Records excerpted from a collection
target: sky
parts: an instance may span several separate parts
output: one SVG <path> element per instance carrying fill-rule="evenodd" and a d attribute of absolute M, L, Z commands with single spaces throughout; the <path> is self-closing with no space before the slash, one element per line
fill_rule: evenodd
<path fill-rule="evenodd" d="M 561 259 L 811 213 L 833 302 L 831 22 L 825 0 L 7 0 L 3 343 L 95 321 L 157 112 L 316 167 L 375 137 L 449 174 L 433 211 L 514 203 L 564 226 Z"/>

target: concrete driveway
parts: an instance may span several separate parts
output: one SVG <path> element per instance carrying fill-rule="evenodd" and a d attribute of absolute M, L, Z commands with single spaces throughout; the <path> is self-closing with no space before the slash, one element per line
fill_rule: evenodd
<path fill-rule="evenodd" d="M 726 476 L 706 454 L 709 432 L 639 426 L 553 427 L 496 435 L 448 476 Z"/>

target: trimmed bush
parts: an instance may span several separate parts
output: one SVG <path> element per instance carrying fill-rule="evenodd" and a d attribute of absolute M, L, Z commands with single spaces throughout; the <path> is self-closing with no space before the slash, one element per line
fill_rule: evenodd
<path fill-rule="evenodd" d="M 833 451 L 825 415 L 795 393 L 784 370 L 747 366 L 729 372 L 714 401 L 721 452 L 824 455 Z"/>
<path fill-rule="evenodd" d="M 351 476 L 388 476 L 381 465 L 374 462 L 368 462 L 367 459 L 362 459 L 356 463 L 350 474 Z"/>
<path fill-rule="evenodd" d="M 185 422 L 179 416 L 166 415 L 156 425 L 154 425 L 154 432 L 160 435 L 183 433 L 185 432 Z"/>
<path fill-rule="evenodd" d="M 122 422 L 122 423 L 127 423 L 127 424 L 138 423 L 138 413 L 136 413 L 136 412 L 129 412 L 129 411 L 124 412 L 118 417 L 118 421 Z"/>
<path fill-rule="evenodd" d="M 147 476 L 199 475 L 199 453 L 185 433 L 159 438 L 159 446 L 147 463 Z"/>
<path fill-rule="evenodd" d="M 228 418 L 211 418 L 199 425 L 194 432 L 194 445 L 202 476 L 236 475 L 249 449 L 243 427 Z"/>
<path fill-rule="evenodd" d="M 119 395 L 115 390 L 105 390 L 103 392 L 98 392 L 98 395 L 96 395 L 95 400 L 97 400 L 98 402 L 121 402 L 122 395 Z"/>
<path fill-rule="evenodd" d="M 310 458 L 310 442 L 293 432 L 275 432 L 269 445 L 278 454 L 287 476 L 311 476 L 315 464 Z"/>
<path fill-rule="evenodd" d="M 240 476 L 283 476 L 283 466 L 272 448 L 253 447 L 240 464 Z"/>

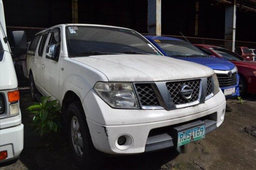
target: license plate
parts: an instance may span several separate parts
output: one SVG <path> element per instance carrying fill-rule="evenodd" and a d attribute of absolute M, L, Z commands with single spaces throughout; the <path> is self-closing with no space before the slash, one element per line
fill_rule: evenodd
<path fill-rule="evenodd" d="M 178 146 L 205 137 L 204 125 L 178 133 Z"/>
<path fill-rule="evenodd" d="M 225 96 L 227 96 L 228 95 L 232 94 L 235 93 L 235 88 L 234 87 L 233 88 L 225 89 L 224 90 L 224 95 Z"/>

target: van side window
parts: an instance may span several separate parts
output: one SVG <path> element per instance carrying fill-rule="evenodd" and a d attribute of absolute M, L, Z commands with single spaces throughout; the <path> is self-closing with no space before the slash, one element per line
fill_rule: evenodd
<path fill-rule="evenodd" d="M 40 42 L 39 48 L 38 49 L 38 55 L 40 57 L 41 57 L 43 55 L 44 45 L 45 44 L 45 42 L 46 41 L 46 39 L 47 38 L 48 36 L 48 34 L 44 34 L 42 35 L 42 39 Z"/>
<path fill-rule="evenodd" d="M 32 41 L 32 42 L 31 42 L 30 45 L 29 46 L 28 53 L 35 55 L 35 49 L 36 49 L 37 43 L 38 43 L 40 38 L 40 35 L 37 35 L 35 37 Z"/>
<path fill-rule="evenodd" d="M 61 50 L 60 29 L 59 28 L 55 28 L 51 30 L 50 39 L 48 45 L 55 44 L 56 45 L 56 55 L 58 58 L 60 55 Z"/>

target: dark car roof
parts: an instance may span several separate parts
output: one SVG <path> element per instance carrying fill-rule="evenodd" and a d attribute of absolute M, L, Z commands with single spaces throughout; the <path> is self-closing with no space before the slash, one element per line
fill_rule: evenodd
<path fill-rule="evenodd" d="M 159 40 L 175 40 L 175 41 L 183 41 L 182 39 L 176 38 L 172 38 L 169 37 L 164 37 L 162 36 L 156 36 L 156 35 L 145 35 L 145 37 L 148 38 L 152 39 L 159 39 Z"/>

* [Exercise details]: Please switch "concrete driveway" to "paved driveway" throughout all the lines above and reproduce them with nothing else altered. Leave the pictures out of your answer.

* [Problem solution]:
target: sky
parts: an instance may span several separate parts
output: one SVG <path> element per instance carrying fill-rule="evenodd" and a d attribute of absolute M, L, Z commands with single spaces throughout; the <path> is self-closing with no space before the slash, one element per line
fill_rule: evenodd
<path fill-rule="evenodd" d="M 561 259 L 811 213 L 833 302 L 831 22 L 825 0 L 7 0 L 3 343 L 95 321 L 157 112 L 316 167 L 375 137 L 449 174 L 433 211 L 514 203 L 564 226 Z"/>

target: paved driveway
parts: an instance may span several separate parts
output: one SVG <path> element per instance carrying fill-rule="evenodd" and a d attribute of absolute M, L, Z commands with single spaces throughout; the <path> is self-closing with no space before the slash, one element per line
fill_rule: evenodd
<path fill-rule="evenodd" d="M 726 476 L 706 454 L 709 432 L 639 426 L 553 427 L 496 435 L 448 476 Z"/>

target: trimmed bush
parts: an instance may span several separate parts
output: one SVG <path> element per instance carrying fill-rule="evenodd" and a d attribute of absolute M, L, Z commands with single spaces throughout; the <path> is self-closing with no space before the slash, one element per line
fill_rule: evenodd
<path fill-rule="evenodd" d="M 833 451 L 825 415 L 795 393 L 784 370 L 747 366 L 729 372 L 714 401 L 721 452 L 824 455 Z"/>
<path fill-rule="evenodd" d="M 351 476 L 388 476 L 381 465 L 374 462 L 368 462 L 367 459 L 362 459 L 356 463 L 350 474 Z"/>
<path fill-rule="evenodd" d="M 185 422 L 179 416 L 166 415 L 156 425 L 154 425 L 154 432 L 160 435 L 183 433 L 185 432 Z"/>
<path fill-rule="evenodd" d="M 122 422 L 122 423 L 127 423 L 127 424 L 138 423 L 138 413 L 136 413 L 136 412 L 129 412 L 129 411 L 124 412 L 118 417 L 118 421 Z"/>
<path fill-rule="evenodd" d="M 147 476 L 199 475 L 199 453 L 185 433 L 159 438 L 159 446 L 147 463 Z"/>
<path fill-rule="evenodd" d="M 228 418 L 211 418 L 199 425 L 194 432 L 194 445 L 202 476 L 236 475 L 249 449 L 243 427 Z"/>
<path fill-rule="evenodd" d="M 119 395 L 115 390 L 105 390 L 103 392 L 98 392 L 98 395 L 96 395 L 95 400 L 97 400 L 98 402 L 121 402 L 122 395 Z"/>
<path fill-rule="evenodd" d="M 310 458 L 310 442 L 293 432 L 275 432 L 269 445 L 278 454 L 287 476 L 311 476 L 315 464 Z"/>
<path fill-rule="evenodd" d="M 240 476 L 283 476 L 283 466 L 272 448 L 253 447 L 240 464 Z"/>

target: license plate
parts: an instance may span several separate parts
output: one SVG <path> element per instance carrying fill-rule="evenodd" and a d attribute of absolute M, L, Z commands with single spaces throughout; the <path> is self-closing with no space before the slash, one element per line
fill_rule: evenodd
<path fill-rule="evenodd" d="M 178 146 L 205 137 L 204 125 L 178 133 Z"/>
<path fill-rule="evenodd" d="M 225 96 L 227 96 L 228 95 L 232 94 L 235 93 L 235 88 L 234 87 L 233 88 L 225 89 L 224 90 L 224 95 Z"/>

target: van side window
parts: an instance may span several separate parts
output: one SVG <path> element per instance carrying fill-rule="evenodd" and a d attribute of absolute M, L, Z commands with single spaces throughout; the <path> is self-closing with no space before the slash, one element per line
fill_rule: evenodd
<path fill-rule="evenodd" d="M 40 42 L 39 48 L 38 49 L 38 55 L 40 57 L 41 57 L 43 55 L 44 45 L 45 44 L 45 42 L 46 41 L 46 39 L 47 38 L 48 36 L 48 34 L 44 34 L 42 35 L 42 39 Z"/>
<path fill-rule="evenodd" d="M 32 41 L 32 42 L 31 42 L 30 45 L 29 46 L 28 53 L 35 55 L 35 49 L 36 49 L 37 43 L 38 43 L 40 38 L 40 35 L 37 35 L 35 37 Z"/>
<path fill-rule="evenodd" d="M 61 50 L 60 29 L 59 28 L 55 28 L 51 30 L 50 39 L 48 45 L 55 44 L 56 45 L 56 55 L 58 58 L 60 55 Z"/>

target: dark car roof
parts: an instance may span several separate parts
output: one SVG <path> element per instance carrying fill-rule="evenodd" and a d attribute of absolute M, L, Z commands with single spaces throughout; the <path> is self-closing with no space before the slash, one element per line
fill_rule: evenodd
<path fill-rule="evenodd" d="M 159 40 L 175 40 L 175 41 L 183 41 L 182 39 L 176 38 L 172 38 L 169 37 L 164 37 L 162 36 L 156 36 L 156 35 L 145 35 L 145 37 L 148 38 L 152 39 L 159 39 Z"/>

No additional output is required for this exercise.